**YOUR TASK**
Transcribe the entire listing exactly.

**INFORMATION**
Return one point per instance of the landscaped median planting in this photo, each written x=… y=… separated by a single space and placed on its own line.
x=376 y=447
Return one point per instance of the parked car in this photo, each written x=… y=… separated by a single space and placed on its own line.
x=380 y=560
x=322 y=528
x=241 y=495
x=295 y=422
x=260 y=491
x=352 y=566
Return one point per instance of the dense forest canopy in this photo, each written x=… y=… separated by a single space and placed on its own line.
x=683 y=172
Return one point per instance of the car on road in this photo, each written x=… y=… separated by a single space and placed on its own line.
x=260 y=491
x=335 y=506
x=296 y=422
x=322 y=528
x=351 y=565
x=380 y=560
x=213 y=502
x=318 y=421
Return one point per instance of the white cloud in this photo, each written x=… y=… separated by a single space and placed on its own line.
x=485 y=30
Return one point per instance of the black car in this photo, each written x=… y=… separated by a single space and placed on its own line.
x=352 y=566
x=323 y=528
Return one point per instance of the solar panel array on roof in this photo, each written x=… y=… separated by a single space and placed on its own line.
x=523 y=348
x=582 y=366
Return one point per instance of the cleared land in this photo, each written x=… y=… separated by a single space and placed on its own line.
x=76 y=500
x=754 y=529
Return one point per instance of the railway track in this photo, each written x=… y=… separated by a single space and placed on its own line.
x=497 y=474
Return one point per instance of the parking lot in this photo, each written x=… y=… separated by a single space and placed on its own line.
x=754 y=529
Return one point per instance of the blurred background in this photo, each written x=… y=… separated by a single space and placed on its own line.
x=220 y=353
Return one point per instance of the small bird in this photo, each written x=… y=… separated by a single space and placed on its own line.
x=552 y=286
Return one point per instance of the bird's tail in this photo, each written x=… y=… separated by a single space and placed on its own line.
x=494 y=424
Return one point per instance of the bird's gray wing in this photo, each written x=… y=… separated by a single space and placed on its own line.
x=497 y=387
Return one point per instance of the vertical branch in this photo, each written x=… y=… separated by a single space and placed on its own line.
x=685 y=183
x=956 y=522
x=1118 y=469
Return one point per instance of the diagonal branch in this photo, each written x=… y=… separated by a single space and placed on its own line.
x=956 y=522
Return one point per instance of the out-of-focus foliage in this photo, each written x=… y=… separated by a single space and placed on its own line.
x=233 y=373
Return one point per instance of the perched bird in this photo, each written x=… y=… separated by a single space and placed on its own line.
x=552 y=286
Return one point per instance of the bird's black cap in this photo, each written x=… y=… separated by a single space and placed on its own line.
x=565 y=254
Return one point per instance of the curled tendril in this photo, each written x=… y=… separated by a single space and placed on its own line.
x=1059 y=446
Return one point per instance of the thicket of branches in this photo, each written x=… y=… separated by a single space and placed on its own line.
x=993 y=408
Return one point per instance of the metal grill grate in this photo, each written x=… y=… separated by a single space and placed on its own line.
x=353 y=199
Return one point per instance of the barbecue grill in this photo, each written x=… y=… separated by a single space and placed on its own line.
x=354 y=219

**ANSWER TO THIS TASK**
Return one point per instance of the landscaped median planting in this photo, each written x=… y=… separated by a single space and placed on its own line.
x=376 y=447
Return one point per instance of the parked car in this photo, each written x=… y=… separated by a single space and placed on its own line.
x=380 y=560
x=322 y=528
x=241 y=495
x=295 y=422
x=260 y=491
x=352 y=566
Return one point per instance of the dense forest canopy in this photo, each written x=… y=… separated by a single space and placed on its own line.
x=683 y=172
Return one point per instance of the car on road in this photo, each written x=… y=… separated by a single space and placed on its own line.
x=260 y=491
x=335 y=506
x=296 y=422
x=322 y=528
x=351 y=565
x=380 y=560
x=213 y=502
x=318 y=421
Return one point per instance of the white cloud in this photo, each written x=… y=… separated by a single space and placed on its own line.
x=485 y=30
Return one point per instance of the black car in this photo, each written x=… y=… separated by a single space and placed on its own line.
x=352 y=566
x=323 y=528
Return one point per instance of the solar panel array on roof in this photo, each written x=… y=… separated by a single space and placed on its own line.
x=523 y=348
x=582 y=366
Return one point per instance of the cleared land in this photo, each written x=… y=… separated by a single space and placed on its own line.
x=76 y=500
x=754 y=529
Return one point per instance of the railway track in this photo, each written x=… y=… separated by a single space and placed on its own line.
x=497 y=474
Return one point per instance of the parking lot in this photo, each written x=… y=… separated by a single space and placed on its own line.
x=754 y=529
Return one point per instance of the blurred background in this photo, each written x=… y=… separated by a single space and placed on its own line.
x=220 y=353
Return one point per instance of the small bird in this photo, each written x=… y=… separated by a single space and placed on its own line.
x=552 y=286
Return one point per instance of the bird's tail in this photo, each written x=… y=… separated by a single space and placed on its own line.
x=494 y=424
Return one point per instance of the bird's gray wing in this photo, each written x=… y=… separated by a single space and placed on its own line.
x=497 y=387
Return one point per instance of the vertical branch in this photo, each written x=… y=… separated by a single space and placed on its own line.
x=685 y=183
x=956 y=522
x=1118 y=469
Return one point per instance of the diagonal branch in this photo, each written x=… y=… separated by a single space and placed on its own line.
x=956 y=522
Return one point per instance of the out-of-focus foliage in this photo, each written x=… y=… separated by a single space and placed on its own line.
x=233 y=373
Return one point per instance of the perched bird in this photo, each written x=… y=… separated by a single space and placed on its own line.
x=552 y=286
Return one point per instance of the bird's black cap in this photo, each written x=… y=… separated by a single space and placed on its own line.
x=565 y=254
Return one point per instance of the curled tendril in this photo, each written x=… y=… separated by a single space and placed on its own line.
x=1059 y=446
Return one point per instance of the thicket of branches in this photo, each written x=… y=… separated by a single space and placed on its own line.
x=993 y=408
Return one point per instance of the metal grill grate in this photo, each written x=… y=… separated by a single space and placed on its own line.
x=353 y=199
Return one point per instance of the barbecue grill in this photo, each written x=… y=… separated by a single space and placed on its own line.
x=354 y=219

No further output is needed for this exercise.